* **Available data**:
———

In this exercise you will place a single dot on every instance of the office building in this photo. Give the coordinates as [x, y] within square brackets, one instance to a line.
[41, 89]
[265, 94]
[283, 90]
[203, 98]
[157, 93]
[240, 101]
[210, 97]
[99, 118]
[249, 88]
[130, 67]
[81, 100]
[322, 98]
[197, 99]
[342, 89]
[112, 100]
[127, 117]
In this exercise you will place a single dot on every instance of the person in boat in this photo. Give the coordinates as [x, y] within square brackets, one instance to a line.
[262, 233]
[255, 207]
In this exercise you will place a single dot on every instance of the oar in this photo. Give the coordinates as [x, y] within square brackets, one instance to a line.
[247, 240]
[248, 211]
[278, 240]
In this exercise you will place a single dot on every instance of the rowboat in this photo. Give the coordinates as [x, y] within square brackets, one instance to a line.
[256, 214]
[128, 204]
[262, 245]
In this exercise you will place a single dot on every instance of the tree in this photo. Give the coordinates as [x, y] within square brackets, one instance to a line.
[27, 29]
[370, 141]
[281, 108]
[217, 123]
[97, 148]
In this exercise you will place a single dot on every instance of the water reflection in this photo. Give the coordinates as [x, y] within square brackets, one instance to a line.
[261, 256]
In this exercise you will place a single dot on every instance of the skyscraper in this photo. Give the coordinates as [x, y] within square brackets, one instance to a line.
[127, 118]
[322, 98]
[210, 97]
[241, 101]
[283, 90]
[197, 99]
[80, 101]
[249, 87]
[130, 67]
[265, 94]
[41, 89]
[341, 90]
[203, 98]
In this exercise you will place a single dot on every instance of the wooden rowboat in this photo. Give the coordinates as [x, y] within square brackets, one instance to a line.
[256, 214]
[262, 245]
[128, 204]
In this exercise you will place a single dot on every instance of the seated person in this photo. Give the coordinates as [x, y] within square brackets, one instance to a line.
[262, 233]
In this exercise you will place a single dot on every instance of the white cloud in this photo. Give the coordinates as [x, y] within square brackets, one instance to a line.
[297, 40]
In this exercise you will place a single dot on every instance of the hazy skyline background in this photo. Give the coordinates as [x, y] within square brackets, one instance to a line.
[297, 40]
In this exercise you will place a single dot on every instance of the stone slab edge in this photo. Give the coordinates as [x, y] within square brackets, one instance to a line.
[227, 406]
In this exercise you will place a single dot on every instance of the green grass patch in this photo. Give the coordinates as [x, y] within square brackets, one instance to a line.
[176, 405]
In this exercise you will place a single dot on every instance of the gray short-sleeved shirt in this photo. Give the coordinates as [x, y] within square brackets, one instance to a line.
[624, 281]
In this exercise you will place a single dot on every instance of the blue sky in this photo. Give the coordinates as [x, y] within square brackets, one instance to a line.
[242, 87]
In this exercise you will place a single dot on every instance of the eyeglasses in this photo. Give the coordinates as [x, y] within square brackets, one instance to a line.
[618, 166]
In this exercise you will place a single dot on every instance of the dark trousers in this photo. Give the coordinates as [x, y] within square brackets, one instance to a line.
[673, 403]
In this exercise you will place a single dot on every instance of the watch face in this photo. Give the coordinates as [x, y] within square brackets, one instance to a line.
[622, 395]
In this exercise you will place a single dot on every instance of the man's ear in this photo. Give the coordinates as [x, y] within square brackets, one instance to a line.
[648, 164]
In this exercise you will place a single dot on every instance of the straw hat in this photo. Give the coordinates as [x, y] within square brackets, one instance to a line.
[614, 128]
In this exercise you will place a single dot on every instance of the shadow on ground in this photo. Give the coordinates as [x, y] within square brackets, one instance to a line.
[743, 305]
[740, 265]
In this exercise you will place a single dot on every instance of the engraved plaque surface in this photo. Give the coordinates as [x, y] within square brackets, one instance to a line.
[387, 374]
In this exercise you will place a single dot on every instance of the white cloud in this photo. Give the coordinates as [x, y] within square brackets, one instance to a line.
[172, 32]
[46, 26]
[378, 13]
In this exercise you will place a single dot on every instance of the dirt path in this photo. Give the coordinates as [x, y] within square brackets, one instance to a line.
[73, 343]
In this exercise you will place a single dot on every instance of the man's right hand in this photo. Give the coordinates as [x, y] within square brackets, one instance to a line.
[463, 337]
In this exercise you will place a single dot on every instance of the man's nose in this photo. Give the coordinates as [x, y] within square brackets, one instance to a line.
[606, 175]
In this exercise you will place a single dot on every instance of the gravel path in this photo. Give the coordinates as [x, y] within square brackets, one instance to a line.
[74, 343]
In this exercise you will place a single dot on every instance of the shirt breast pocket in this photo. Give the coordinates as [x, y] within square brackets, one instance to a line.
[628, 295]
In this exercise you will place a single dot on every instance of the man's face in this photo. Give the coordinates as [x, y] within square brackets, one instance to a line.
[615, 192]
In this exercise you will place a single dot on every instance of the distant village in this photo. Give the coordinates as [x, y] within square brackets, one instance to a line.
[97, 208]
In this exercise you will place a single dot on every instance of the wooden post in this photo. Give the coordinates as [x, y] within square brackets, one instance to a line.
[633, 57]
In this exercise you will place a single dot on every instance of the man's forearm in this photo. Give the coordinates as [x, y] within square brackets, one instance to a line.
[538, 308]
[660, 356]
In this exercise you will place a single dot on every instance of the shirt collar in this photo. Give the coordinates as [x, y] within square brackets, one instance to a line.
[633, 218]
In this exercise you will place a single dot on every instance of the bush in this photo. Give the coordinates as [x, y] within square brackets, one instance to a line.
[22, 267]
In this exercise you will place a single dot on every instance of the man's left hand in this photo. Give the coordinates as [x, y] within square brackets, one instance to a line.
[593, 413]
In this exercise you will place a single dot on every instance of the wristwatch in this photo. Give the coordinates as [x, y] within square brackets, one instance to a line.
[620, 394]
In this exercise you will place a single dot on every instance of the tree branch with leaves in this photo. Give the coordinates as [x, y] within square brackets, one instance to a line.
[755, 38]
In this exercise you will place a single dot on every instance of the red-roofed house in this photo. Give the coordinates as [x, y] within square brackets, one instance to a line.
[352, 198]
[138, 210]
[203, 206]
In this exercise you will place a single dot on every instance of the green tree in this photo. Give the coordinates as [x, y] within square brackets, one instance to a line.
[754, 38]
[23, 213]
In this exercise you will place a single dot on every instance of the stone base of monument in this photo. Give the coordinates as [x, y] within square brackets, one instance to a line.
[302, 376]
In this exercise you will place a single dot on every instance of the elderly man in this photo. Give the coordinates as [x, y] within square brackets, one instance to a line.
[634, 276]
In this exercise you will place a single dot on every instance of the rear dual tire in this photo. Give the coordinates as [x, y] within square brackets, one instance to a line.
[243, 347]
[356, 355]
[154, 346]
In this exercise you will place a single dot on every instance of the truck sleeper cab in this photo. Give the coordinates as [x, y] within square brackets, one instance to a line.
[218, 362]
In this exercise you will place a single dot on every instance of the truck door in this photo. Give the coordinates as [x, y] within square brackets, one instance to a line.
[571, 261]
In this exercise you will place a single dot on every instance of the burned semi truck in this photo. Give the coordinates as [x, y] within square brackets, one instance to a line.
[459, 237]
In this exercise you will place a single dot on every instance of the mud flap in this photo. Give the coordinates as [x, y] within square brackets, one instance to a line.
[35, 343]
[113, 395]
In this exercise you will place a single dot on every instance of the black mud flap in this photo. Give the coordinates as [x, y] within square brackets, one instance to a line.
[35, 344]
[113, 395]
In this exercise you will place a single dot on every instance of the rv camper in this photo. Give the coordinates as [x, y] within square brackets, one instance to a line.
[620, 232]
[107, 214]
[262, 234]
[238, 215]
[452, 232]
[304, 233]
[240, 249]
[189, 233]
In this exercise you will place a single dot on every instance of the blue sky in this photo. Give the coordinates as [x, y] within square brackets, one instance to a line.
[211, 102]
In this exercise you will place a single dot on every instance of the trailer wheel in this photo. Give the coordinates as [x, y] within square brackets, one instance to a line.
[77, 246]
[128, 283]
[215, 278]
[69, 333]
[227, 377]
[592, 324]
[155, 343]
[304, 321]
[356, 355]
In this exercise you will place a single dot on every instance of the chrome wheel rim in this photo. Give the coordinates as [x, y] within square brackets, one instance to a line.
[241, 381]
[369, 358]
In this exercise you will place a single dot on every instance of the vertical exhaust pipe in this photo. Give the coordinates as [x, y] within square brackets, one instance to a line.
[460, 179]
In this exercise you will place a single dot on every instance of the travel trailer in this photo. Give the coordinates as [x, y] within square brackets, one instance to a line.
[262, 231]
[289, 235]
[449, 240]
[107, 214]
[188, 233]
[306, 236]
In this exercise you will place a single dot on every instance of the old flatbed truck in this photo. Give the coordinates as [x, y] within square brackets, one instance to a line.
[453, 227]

———

* **Objective**: Only the lines from the one containing "of the trailer" through the end of the entries above belong in the answer; repeat them exactly.

* **Full output**:
In this exercise you will place a single dot on every instance of the trailer wheel in this photo. Give the coordinates as [x, y] within square brackets, one instance to a line.
[77, 246]
[128, 283]
[215, 278]
[69, 333]
[227, 377]
[592, 324]
[155, 343]
[304, 321]
[356, 355]
In this exercise you will place a single dot on every instance of the chrome wheel rim in this photo. Give the coordinates as [x, y] within square brackets, one instance to a line.
[241, 381]
[369, 358]
In this exercise you will place a single dot on every instance of the vertical exhaust pipe in this photo. Give the coordinates as [x, y] within square brackets, one instance to a line.
[460, 179]
In this exercise you will place a single dot on every instance of the travel trailer in this photo. Give the coordinates as [x, y] within square brackets, one instance to a line.
[262, 231]
[289, 235]
[449, 240]
[107, 214]
[188, 233]
[306, 236]
In this exercise you will place a single dot on every instance of the old flatbed truck in this photo. Give the coordinates as [x, y] within square brackets, one instance to a line.
[453, 227]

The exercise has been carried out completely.